* GOAL: Return the records word for word, starting at the line that has "Segment every instance" and stopping after the line that has "51 85 L 51 87".

* EXERCISE INPUT:
========================

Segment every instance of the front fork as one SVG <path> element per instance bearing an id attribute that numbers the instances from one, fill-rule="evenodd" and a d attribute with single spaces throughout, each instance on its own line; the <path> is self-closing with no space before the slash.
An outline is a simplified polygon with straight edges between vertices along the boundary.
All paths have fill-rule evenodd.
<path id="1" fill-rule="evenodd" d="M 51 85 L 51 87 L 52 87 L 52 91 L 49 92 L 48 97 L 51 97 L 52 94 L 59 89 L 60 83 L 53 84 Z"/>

========================

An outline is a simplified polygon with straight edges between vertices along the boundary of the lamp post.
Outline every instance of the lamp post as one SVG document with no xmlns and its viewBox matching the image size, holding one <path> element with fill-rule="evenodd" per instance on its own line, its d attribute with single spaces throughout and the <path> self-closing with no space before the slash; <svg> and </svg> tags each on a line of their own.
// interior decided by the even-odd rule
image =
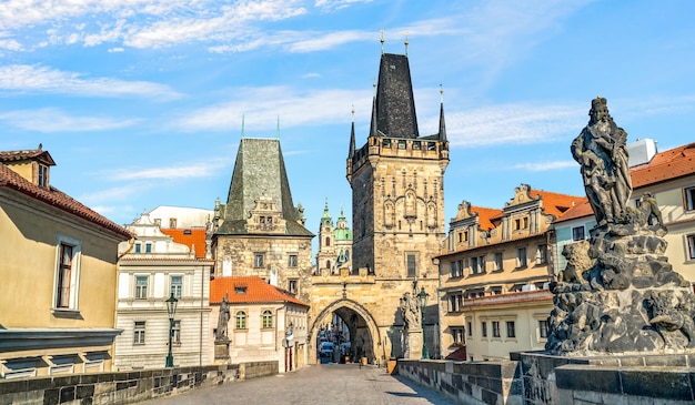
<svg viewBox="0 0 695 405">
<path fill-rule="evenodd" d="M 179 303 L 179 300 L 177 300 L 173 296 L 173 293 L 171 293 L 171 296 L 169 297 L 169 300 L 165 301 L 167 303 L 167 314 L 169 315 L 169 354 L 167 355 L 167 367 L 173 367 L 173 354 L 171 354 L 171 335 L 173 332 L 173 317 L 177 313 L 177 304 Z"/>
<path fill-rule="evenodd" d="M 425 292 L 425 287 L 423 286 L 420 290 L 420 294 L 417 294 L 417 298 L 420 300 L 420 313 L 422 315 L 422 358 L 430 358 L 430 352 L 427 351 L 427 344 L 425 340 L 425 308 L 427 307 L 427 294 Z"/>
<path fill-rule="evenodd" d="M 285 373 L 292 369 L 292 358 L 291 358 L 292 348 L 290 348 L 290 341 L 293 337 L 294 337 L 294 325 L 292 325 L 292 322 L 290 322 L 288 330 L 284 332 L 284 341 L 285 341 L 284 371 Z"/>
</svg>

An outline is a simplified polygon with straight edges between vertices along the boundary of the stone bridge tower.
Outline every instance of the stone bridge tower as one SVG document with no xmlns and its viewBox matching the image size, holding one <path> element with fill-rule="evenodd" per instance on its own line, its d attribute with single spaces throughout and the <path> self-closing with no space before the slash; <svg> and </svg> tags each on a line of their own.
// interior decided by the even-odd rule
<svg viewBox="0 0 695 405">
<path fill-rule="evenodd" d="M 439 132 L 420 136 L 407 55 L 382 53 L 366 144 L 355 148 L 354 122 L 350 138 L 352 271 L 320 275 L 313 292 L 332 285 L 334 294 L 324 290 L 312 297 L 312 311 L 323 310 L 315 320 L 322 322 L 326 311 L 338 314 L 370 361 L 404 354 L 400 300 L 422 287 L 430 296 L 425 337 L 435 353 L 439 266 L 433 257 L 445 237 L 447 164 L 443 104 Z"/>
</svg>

========================

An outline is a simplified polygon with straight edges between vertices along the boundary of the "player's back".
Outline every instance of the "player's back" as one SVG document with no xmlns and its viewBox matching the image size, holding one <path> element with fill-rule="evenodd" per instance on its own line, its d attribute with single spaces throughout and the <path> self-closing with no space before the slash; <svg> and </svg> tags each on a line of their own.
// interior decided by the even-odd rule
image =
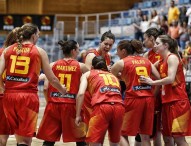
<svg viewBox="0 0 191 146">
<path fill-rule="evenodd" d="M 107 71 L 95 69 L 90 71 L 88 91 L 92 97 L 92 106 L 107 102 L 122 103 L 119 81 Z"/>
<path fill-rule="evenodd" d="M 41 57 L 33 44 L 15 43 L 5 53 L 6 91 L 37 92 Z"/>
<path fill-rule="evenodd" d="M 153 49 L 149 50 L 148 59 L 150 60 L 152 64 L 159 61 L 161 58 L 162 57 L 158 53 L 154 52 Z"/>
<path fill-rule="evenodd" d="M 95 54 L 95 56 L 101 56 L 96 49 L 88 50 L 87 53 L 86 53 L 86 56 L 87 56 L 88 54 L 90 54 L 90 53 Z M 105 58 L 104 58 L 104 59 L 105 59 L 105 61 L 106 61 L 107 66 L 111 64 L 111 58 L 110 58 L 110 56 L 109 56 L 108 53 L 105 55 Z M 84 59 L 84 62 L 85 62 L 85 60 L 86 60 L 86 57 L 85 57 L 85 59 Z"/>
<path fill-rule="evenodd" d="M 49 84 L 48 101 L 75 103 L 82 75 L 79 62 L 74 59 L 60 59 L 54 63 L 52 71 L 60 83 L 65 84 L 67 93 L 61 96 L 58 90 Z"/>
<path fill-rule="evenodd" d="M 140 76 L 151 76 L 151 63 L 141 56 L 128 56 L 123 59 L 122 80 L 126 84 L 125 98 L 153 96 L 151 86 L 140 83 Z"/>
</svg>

========================

* OUTPUT FOR THIS EXERCISE:
Segment every instance of the front fork as one SVG <path> element per instance bearing an id attribute that numbers the instances from one, fill-rule="evenodd" and a d attribute with single spaces throughout, each instance on its own line; the <path> is self-closing with no space before the slash.
An outline is a simplified polygon with straight edges between vertices along the boundary.
All paths have fill-rule evenodd.
<path id="1" fill-rule="evenodd" d="M 51 85 L 51 87 L 52 87 L 52 91 L 49 92 L 48 97 L 51 97 L 52 94 L 59 89 L 60 83 L 53 84 Z"/>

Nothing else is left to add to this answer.